Count how many lines in the records below contain the string "rabbit", and reply with that number alone.

▶ [Provided records]
++++++++++++++++++++
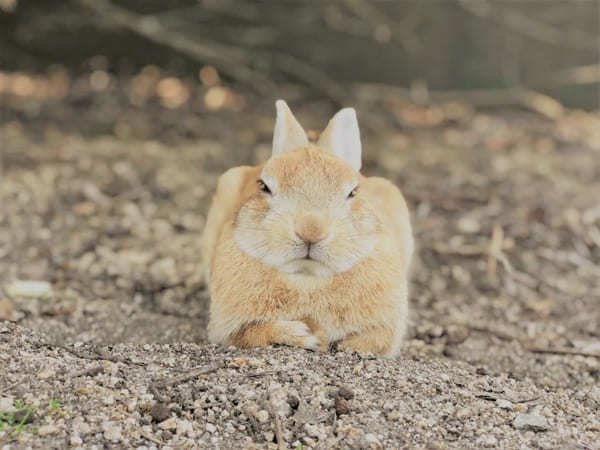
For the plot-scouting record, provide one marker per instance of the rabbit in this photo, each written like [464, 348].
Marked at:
++++++++++++++++++++
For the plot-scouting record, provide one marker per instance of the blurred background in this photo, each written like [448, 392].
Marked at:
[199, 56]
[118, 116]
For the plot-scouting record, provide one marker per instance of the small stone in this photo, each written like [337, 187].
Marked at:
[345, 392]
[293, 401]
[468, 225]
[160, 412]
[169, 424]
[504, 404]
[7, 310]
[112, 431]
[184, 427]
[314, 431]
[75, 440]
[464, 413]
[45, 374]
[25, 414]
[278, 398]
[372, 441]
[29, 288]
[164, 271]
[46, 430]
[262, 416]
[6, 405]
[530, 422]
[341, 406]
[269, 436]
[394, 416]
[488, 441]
++++++++++++++++++++
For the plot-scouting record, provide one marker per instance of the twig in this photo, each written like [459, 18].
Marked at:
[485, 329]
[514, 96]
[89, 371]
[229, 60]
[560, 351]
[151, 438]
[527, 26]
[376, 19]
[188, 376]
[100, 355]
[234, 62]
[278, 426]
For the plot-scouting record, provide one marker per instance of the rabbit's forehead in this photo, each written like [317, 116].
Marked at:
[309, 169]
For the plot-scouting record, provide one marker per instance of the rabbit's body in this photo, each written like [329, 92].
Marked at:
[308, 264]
++++++++++++++++++++
▶ [Output of the task]
3